(Problem description) Every entry must be output exactly as it is written.

(Given data)
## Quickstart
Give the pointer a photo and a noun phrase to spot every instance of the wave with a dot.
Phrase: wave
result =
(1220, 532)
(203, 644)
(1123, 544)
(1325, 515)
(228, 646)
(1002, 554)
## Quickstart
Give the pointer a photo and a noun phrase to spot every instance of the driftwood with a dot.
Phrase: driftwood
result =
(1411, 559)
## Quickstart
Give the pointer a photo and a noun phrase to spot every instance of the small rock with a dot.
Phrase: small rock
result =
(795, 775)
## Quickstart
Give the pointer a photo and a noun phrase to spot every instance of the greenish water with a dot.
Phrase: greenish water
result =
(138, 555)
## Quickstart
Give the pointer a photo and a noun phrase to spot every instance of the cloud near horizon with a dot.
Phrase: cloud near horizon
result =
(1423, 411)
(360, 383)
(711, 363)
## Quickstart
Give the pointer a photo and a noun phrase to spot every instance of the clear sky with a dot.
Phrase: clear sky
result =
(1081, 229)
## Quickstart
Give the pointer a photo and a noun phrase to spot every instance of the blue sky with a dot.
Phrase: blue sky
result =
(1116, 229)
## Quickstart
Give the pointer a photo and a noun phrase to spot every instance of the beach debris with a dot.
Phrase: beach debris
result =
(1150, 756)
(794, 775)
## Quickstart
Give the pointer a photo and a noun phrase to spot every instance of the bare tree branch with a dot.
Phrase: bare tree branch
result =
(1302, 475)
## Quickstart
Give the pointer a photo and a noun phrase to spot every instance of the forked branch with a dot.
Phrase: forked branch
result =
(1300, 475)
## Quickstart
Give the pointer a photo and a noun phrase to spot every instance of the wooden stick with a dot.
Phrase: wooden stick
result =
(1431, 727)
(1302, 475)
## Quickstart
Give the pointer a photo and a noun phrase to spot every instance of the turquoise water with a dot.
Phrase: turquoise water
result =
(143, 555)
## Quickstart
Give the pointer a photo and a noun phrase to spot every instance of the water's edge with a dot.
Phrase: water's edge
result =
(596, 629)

(Solution for this exercise)
## Quickstart
Give the pointer a photo and a noun phrase to spot every instance of the wave with a dot.
Phrase: wave
result =
(1220, 532)
(203, 644)
(1123, 544)
(1325, 515)
(228, 646)
(1002, 554)
## Quickstart
Give the pointer a photo and a noun phrase to spot every instance of the driftwood with a dot.
Phrase: driftwood
result =
(1411, 559)
## Quickstart
Give the pointer a photo and a noun phrase to spot every instance of the small rock with a dot.
Phrase: small rock
result =
(795, 775)
## Quickstart
Give the pointer a photo and a noun phrase to spot every instance of the greenish water with a dot.
Phrase: greenish water
result =
(138, 555)
## Quickstart
Give the pointer a photo and a noun phrase to spot every instance of the cloud near horizon with a dot.
Phrase: cloud near horizon
result =
(1423, 411)
(360, 383)
(711, 363)
## Quickstart
Give the pointer a photo and a noun phrase to spot every instance of the clear sky with a dot.
Phrase: clear sky
result =
(1081, 229)
## Quickstart
Give the pointer a photo and a noun phrase to spot every instance of the blue sky with a dot.
Phrase: blue sky
result =
(1116, 229)
## Quickstart
Give the pointer a photo and a noun phrase to spot every instance of the beach debris with a dot.
Phrase: beach debris
result =
(1150, 756)
(794, 775)
## Quickstart
Give the pointer a photo and a noun phrase to spot every instance of the bare tree branch with a dot.
Phrase: bare tree branch
result =
(1302, 475)
## Quickstart
Give the pointer a photo and a noun phrase to spot every instance of the forked branch with a dot.
Phrase: forked branch
result =
(1300, 475)
## Quickstart
Give the pointer a photo and a noun phrase to spot every instance of the wooden stick with a dot.
Phrase: wooden stick
result =
(1431, 727)
(1302, 475)
## Quickstart
Give the pointer a photo and a noun phrase to spot every instance of the turquoise water with a dot.
Phrase: turquoise water
result =
(143, 555)
## Quickstart
Give the pointer a photo and a noun phrase to spot every instance of the water's edge with a dot.
Phrase: water's edge
result =
(596, 629)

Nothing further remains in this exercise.